— What this task involves —
The records are set out below this line. Return exactly the lines from the one containing "the jacket collar." through the last, and exclude the pictures.

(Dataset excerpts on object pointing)
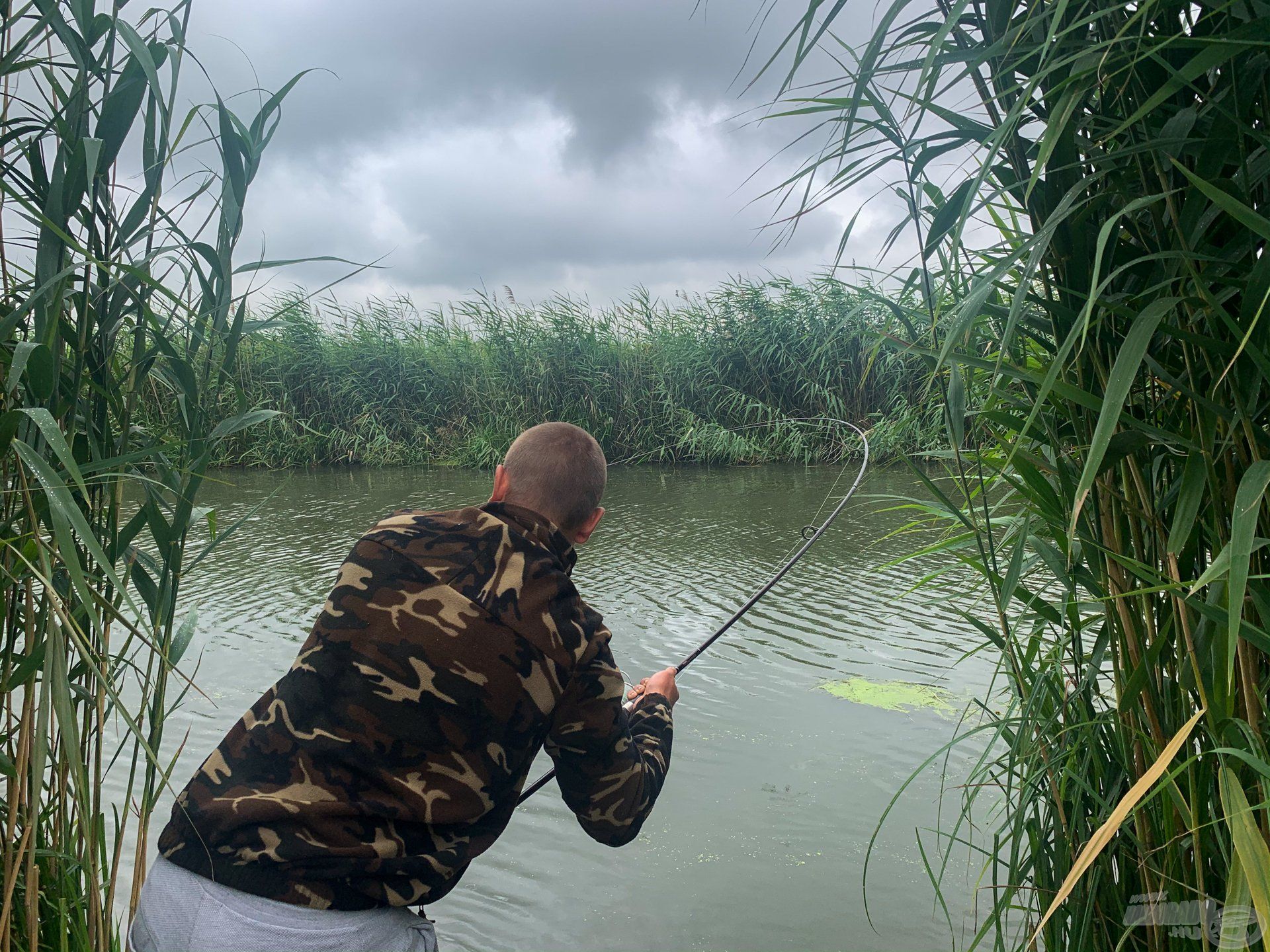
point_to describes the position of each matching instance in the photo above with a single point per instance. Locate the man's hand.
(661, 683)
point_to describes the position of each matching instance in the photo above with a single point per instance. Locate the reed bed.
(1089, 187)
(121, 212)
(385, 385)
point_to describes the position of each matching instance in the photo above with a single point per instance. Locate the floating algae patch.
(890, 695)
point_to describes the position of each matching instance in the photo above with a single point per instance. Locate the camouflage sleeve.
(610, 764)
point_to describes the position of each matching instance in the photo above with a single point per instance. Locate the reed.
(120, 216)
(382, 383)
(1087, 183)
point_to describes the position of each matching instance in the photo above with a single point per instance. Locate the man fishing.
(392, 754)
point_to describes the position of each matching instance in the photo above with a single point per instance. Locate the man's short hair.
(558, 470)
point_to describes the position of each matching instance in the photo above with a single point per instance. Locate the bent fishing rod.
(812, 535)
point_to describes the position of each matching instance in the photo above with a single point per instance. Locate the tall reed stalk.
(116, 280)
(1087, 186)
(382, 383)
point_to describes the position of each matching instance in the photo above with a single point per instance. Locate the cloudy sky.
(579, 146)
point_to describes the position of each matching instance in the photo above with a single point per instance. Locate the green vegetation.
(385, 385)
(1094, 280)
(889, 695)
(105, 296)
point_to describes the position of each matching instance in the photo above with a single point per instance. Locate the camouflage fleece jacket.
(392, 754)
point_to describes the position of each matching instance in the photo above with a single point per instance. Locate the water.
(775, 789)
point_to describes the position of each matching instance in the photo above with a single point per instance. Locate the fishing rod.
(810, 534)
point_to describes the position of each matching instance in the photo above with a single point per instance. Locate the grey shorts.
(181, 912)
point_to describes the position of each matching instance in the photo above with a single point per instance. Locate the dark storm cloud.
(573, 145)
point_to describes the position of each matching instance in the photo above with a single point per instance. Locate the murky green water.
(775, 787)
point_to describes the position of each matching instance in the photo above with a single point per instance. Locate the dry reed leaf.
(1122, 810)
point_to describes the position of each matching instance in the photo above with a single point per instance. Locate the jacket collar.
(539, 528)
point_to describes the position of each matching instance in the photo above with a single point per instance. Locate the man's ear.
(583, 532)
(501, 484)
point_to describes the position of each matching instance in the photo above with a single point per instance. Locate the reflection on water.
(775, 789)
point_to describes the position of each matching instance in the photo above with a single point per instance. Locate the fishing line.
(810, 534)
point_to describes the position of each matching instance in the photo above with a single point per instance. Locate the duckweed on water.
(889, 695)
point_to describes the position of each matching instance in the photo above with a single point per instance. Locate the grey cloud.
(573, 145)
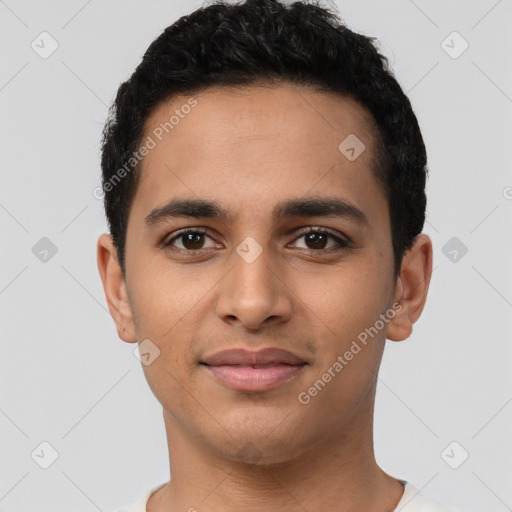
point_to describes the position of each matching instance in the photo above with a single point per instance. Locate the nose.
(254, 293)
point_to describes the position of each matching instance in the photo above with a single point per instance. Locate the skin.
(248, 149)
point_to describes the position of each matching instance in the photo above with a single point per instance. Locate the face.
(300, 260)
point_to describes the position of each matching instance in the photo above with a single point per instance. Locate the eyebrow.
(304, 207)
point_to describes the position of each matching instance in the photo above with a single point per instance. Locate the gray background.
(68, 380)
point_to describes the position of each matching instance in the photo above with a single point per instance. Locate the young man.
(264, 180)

— Exercise result —
point_to describes the position of each matching instance in the photo above with a single point per instance. Locate the jacket collar.
(539, 528)
point_to describes the position of each matching instance in the photo above with a single point per instance. Locate the man's ear.
(583, 532)
(501, 484)
point_to describes the position of each matching instance in the photo above with a single point per instance. Locate the reflection on water.
(775, 789)
point_to describes the position of each matching instance in the photo above with a single point per instance. Locate the fishing line.
(810, 534)
point_to describes the position of each matching instance in the photo above with a single point per instance. Locate the duckweed on water.
(889, 695)
point_to describes the position of each matching instance in the photo above with a single point per instance. Locate the grey cloud.
(573, 145)
point_to describes the position of each matching instance in the photo above with a single point per instance. Locate the nose.
(254, 293)
point_to describes the position of each matching instance in the photo above with a single point per instance. Locate the skin.
(248, 149)
point_to describes the position of each matching instance in the photo above with a single point per instance. Locate the face.
(300, 260)
point_to describes the position of each matching instance in the photo above with a single point per instance. Locate the eyebrow.
(304, 207)
point_to describes the position of each matching instance in the photo above with a single point per instance. Locate the gray background.
(68, 380)
point_to describes the position of each matching instance in the photo above with a single point per instance. Locate the young man.
(264, 180)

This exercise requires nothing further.